EXCERPTED RECORDS:
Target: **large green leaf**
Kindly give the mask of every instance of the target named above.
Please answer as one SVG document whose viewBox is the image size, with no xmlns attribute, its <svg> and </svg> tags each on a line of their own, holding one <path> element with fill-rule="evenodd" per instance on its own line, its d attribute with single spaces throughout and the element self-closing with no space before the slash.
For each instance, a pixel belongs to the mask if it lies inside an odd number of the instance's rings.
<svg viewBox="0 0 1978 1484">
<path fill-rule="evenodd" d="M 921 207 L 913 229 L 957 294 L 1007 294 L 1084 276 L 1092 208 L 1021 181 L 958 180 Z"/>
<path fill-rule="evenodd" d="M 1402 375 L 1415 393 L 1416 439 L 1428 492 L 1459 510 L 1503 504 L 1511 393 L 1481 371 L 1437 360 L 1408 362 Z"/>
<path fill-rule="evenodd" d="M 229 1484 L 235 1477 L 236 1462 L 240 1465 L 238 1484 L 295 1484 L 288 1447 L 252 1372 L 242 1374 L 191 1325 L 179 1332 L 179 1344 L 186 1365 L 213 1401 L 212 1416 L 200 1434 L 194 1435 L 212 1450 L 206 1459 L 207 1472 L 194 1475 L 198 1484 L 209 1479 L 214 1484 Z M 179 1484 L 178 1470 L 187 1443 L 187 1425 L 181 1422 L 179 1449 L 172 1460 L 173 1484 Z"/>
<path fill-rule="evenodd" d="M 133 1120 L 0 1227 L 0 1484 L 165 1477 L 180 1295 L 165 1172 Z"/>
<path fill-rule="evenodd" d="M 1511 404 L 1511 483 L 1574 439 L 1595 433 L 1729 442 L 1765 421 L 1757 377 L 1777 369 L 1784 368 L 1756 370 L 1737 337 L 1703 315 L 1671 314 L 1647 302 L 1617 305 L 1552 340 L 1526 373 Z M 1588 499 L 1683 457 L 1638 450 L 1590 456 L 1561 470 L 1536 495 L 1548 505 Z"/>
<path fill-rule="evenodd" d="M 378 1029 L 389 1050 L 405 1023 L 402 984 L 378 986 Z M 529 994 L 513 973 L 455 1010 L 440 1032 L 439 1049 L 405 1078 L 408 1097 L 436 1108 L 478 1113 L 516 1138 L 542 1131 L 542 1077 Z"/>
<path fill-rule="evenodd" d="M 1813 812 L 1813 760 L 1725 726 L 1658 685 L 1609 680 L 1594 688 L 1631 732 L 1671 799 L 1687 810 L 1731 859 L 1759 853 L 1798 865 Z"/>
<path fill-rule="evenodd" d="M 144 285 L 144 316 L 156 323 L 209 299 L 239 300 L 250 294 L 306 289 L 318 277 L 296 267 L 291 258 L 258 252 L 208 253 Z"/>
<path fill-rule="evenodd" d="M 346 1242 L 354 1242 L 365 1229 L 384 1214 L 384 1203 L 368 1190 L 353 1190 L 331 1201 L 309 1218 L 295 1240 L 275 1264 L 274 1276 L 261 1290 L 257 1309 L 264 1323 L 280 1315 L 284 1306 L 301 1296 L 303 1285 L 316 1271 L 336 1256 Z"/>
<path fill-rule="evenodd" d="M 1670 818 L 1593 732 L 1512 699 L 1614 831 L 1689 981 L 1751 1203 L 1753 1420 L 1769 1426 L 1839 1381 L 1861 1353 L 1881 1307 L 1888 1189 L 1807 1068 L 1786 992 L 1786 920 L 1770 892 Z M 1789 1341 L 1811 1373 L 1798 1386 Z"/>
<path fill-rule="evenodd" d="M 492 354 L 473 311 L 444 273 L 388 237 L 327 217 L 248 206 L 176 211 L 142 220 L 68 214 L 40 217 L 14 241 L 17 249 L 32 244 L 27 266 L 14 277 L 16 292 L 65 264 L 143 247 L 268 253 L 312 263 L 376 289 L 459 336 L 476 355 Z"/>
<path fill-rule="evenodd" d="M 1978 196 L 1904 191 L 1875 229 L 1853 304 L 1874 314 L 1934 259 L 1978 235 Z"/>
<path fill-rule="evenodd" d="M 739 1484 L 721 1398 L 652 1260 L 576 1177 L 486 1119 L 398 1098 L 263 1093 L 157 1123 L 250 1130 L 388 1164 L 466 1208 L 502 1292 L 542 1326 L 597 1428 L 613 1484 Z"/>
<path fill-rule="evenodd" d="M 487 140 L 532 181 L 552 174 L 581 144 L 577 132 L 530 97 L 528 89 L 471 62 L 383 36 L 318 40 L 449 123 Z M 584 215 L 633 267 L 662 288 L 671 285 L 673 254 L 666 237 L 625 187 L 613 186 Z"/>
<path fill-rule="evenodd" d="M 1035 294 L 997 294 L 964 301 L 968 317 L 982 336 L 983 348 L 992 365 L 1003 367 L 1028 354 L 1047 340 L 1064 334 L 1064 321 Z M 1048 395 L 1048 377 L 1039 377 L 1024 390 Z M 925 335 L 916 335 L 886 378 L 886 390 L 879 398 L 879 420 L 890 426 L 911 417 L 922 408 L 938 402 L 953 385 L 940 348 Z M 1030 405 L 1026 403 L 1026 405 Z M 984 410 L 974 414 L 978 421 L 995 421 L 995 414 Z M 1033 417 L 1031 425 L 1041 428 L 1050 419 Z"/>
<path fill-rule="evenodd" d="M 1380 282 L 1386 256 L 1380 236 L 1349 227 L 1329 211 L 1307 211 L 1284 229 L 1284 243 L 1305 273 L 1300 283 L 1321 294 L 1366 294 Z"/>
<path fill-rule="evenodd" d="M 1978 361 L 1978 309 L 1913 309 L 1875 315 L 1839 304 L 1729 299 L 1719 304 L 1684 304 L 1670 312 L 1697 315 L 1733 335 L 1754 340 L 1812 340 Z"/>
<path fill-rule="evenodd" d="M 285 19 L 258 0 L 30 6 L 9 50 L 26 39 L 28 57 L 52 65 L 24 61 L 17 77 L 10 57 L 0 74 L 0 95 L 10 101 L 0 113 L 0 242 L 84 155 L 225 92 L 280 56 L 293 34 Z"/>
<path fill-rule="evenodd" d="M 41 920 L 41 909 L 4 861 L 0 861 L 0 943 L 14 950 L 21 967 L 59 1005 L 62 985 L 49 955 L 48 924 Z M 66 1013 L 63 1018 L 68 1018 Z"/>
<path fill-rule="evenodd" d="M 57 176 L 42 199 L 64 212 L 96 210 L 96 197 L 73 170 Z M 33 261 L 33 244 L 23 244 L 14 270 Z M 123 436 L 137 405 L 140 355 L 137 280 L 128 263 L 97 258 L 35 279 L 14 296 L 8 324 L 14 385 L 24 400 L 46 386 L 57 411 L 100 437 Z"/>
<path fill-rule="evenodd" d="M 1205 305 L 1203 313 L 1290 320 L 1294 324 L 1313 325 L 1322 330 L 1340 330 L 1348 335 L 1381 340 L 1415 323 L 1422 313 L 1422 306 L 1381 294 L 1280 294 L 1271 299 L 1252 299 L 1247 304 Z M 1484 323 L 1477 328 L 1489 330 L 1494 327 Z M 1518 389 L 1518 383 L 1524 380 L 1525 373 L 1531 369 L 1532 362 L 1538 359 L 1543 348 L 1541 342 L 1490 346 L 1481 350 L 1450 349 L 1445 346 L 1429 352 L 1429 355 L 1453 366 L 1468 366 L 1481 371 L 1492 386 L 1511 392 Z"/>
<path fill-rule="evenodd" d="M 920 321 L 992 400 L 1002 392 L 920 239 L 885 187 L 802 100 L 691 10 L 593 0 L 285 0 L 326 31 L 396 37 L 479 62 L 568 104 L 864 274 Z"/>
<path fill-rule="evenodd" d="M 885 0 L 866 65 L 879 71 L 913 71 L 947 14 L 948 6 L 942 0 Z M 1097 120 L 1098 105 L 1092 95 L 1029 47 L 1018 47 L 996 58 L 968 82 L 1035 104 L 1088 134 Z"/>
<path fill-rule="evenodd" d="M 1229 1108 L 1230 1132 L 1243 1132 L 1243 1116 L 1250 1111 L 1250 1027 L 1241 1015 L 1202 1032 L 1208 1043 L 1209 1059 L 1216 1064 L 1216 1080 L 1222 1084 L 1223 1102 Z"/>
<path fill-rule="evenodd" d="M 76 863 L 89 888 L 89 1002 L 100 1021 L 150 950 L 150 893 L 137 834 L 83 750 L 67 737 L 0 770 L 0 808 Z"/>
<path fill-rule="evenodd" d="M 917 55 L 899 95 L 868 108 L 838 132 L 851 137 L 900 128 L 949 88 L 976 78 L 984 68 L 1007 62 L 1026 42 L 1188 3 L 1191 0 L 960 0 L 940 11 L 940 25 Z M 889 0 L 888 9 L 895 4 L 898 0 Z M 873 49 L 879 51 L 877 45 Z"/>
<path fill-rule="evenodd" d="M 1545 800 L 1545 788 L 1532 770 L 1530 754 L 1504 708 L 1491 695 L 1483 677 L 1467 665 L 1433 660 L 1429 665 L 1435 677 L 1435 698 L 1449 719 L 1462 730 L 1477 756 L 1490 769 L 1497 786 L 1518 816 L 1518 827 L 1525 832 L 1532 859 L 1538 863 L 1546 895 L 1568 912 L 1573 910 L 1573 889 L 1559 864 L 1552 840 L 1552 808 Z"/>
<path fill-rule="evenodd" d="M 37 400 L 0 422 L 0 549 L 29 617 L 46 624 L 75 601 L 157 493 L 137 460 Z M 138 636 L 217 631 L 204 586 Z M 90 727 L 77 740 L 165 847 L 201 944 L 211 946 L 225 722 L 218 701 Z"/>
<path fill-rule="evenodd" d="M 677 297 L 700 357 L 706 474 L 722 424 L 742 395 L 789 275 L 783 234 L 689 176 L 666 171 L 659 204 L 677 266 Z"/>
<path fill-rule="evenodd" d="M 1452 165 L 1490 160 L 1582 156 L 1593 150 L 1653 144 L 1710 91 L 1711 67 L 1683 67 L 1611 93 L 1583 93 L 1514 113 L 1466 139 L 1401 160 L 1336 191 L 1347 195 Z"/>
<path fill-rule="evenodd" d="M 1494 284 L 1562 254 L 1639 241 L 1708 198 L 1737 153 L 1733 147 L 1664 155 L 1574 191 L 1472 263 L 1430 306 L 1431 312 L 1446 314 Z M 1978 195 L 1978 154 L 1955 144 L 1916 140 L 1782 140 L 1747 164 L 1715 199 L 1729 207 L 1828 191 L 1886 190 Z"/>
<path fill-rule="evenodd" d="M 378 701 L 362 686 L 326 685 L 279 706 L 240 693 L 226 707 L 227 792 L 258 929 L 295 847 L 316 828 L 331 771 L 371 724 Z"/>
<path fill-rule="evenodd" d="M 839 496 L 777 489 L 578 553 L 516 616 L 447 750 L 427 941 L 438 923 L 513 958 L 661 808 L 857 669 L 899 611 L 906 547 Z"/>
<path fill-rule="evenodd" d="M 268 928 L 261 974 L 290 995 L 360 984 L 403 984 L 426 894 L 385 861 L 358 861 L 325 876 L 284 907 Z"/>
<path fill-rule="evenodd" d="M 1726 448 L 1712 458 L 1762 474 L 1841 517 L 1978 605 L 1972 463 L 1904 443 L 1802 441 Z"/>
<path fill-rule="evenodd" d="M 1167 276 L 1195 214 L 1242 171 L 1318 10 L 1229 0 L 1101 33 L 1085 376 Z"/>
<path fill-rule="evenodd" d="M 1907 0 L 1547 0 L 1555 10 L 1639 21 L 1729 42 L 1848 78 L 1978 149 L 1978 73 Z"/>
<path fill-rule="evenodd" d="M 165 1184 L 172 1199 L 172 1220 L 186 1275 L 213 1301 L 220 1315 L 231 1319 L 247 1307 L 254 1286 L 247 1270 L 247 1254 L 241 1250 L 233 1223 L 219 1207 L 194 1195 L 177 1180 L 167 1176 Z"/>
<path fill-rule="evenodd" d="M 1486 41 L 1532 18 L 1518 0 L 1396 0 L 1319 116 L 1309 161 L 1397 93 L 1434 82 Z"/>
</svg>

YOUR TASK:
Filter the listing above for lines with the word "instance", and copy each one you find.

RESULT:
Kindly give the mask of every instance of the target named above.
Please answer as one SVG document whose viewBox is the image size, with no xmlns attribute, its <svg> and </svg> tags each on a line of their own, holding one <path> element with fill-rule="evenodd" per instance on its own line, its d attribute with single spaces throughout and the element self-closing with no space before the slash.
For each instance, a pixel belongs to the mask if it lies inside an odd number of the instance's rings.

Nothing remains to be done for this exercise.